▸ **DESCRIPTION OF THE TASK**:
Copy the entire listing below word for word, leaving out the pictures.

▸ **Coordinate annotation records**:
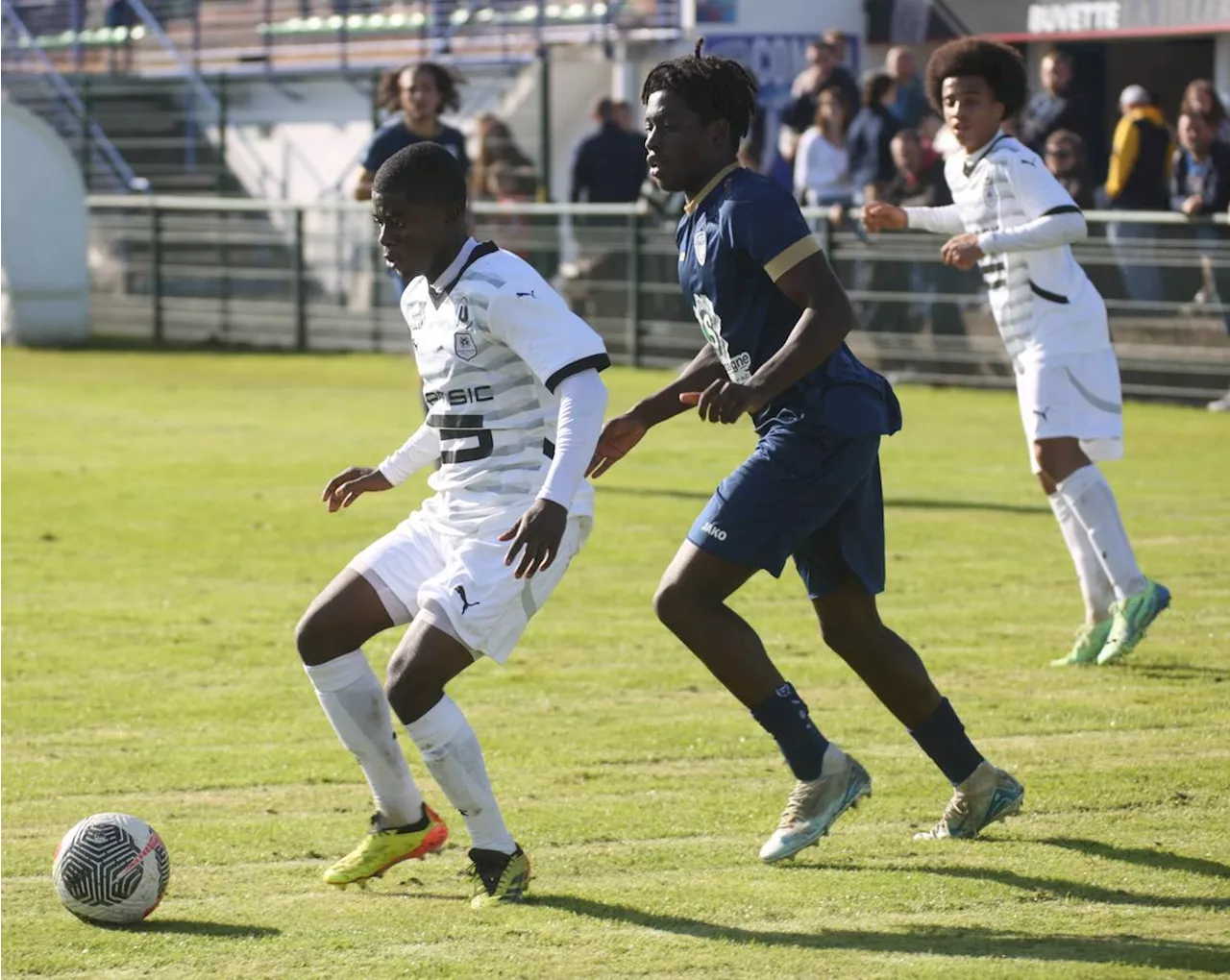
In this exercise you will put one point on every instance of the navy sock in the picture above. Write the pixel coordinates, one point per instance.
(784, 716)
(943, 737)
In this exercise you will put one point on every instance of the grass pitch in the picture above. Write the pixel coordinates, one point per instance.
(160, 532)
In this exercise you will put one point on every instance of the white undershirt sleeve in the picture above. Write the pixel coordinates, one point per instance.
(422, 448)
(1048, 232)
(945, 220)
(582, 404)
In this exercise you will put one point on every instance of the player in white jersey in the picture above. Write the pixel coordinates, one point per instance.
(514, 409)
(1014, 219)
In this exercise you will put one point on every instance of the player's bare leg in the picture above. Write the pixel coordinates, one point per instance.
(426, 660)
(890, 667)
(330, 636)
(692, 602)
(1106, 565)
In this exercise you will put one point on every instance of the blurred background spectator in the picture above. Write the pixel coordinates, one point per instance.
(417, 95)
(822, 161)
(823, 71)
(1200, 187)
(909, 102)
(1138, 181)
(1202, 99)
(871, 135)
(1055, 107)
(609, 165)
(1064, 155)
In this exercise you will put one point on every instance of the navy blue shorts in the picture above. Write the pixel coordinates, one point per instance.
(813, 497)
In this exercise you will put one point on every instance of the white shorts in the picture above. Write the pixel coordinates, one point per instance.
(1072, 395)
(423, 570)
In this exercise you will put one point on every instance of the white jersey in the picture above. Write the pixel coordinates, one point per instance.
(492, 341)
(1042, 299)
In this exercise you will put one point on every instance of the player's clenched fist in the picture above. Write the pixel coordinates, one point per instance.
(619, 435)
(345, 488)
(879, 215)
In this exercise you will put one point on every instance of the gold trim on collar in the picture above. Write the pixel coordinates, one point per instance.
(690, 206)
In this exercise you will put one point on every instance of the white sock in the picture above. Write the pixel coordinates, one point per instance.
(452, 752)
(1095, 587)
(1090, 498)
(357, 707)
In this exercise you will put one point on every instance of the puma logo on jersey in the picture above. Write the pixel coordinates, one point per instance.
(465, 602)
(712, 530)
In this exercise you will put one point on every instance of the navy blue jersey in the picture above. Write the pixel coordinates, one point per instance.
(394, 135)
(736, 240)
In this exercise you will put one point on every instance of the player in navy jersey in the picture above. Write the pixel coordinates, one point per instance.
(775, 320)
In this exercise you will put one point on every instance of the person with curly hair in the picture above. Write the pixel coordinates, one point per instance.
(1014, 220)
(775, 317)
(417, 96)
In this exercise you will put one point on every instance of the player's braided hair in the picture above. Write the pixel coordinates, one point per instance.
(997, 64)
(714, 88)
(422, 174)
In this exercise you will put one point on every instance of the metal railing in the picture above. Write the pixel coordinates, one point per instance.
(310, 278)
(272, 35)
(30, 79)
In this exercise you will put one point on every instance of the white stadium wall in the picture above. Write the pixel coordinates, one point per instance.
(43, 233)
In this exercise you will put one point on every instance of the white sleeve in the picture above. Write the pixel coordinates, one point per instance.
(1053, 218)
(421, 449)
(535, 322)
(582, 404)
(945, 220)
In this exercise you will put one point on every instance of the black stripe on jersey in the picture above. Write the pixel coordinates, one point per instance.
(454, 422)
(598, 361)
(1046, 294)
(482, 250)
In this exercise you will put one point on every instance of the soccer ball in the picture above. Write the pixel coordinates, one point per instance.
(111, 869)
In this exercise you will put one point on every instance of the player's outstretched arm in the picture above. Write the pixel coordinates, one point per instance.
(624, 431)
(345, 488)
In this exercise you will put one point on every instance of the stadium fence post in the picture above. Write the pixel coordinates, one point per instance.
(223, 122)
(157, 269)
(86, 115)
(300, 286)
(633, 290)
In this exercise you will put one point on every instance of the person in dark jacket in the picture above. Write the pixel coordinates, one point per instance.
(609, 166)
(870, 139)
(1064, 157)
(1138, 181)
(1055, 107)
(1199, 187)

▸ **SOLUTION TO THIS EXERCISE**:
In this exercise you will put one point on every instance of the navy sock in the picture above. Write the pixel coordinates, one point per instance.
(784, 716)
(943, 737)
In this exercise you will put one point on every instance of the grass pitch in the picture above. Write the pixel coordinates, one point per instance.
(160, 532)
In this exercise you will put one point on every instance of the white undershirt sleeve in the picture above. Write the pixel coordinates, one point per instance.
(422, 448)
(1048, 232)
(945, 220)
(582, 404)
In this exercise you will put one point on every instance of the player in white jersey in the picture above. Write the pixel coordinates, one point per instance.
(514, 409)
(1014, 219)
In this exercise you will put one point on every instance of the player's bare leg in the picture above. Write the pixel coordinates, one point per instance.
(426, 660)
(890, 667)
(330, 636)
(692, 602)
(1106, 565)
In this exercise you will put one point on every instance of the blurred background spectator in the picture above. Write the pixel coordinates, one point per instance.
(417, 95)
(822, 161)
(823, 71)
(1200, 187)
(909, 102)
(1138, 181)
(1202, 99)
(871, 135)
(1055, 107)
(609, 165)
(1064, 155)
In this exercise you will put one point on every instance of the navy blue shorts in the picture above. Write the pixel coordinates, one point per instance.
(813, 497)
In this exercise you will put one point on every instance of the white shorts in the picture above. Write the pixel coordinates, one point per instance.
(1072, 395)
(423, 570)
In this exercise you will put one point on every instance of the white jersey in the picture above. Write the pixel coordinates, one point per instance.
(492, 341)
(1042, 299)
In this exercise you will put one point on every instance of the player's clenched fist in the picture above. Write the pixel coordinates, one point per instance.
(619, 435)
(345, 488)
(879, 215)
In this exercise you will put one point on every instance of the gold trim on collar in the picture above. Write the pixel coordinates, one point per instance.
(690, 206)
In this exercise you will put one point on every instance of the white sock in the picture above. Write the pixel coordinates, one point per instance.
(452, 752)
(1095, 587)
(1090, 498)
(357, 707)
In this exercise you will put one point on every instance of the puma logo on jersey in the picture above. Write the pixel coordinates, one point per instance.
(465, 602)
(712, 530)
In this exercise you will put one point on every instance of the navy blue jersey in the picture above. Write the pixel coordinates, one point per instance.
(394, 135)
(736, 240)
In this exercise you will put one point on every instance of the player in navy jersey in the picture above. Write the pixel coordinates, one point per instance.
(775, 320)
In this exercise you will put one point on every instance of the person with curly hair in the picture above. Write the pixel coordinates, one point per instance.
(1014, 220)
(775, 317)
(417, 96)
In this exercise you will put one point on every instance of the player's braided hair in the picture above. Write the pixel coordinates, one point per instance.
(997, 64)
(714, 88)
(422, 174)
In this exercise you will put one point on every instance of the metal railing in the picture above. Write the pixel coordinates, one point per instance.
(310, 278)
(272, 35)
(30, 79)
In this exercise you will put one point on every instance of the white stadium wall in the picture above. Write the pixel coordinates, one point per instance.
(43, 233)
In this exercise you will put one point on every instance of the white sleeve in the picture above. Write the pixel coordinates, one point per instance.
(1053, 218)
(421, 449)
(535, 322)
(582, 404)
(945, 220)
In this exercise you will put one point on every instance of the black stripe on jersey in the picture above. Write the pixel coordinates, one point per instance.
(454, 422)
(598, 361)
(1046, 294)
(482, 250)
In this exercise you will put one point on every instance of the soccer ball in the picture above. Write the pixel coordinates, one point per instance.
(111, 869)
In this exercise you will put one point on every instance of the player's outstretched arm in the picture above. Write the pixel coordinates, one point per instance.
(624, 431)
(345, 488)
In this exercise you will put one point on every instance of the stadium fence post in the picture above. Write the pixel coordinates, one point per instance.
(223, 122)
(157, 269)
(86, 115)
(300, 286)
(633, 290)
In this exercise you will put one point on every instance of the person in dark jacket in the picture above. Write the pixel coordinates, one point per instance.
(609, 166)
(870, 139)
(1064, 157)
(1138, 181)
(1055, 107)
(1199, 187)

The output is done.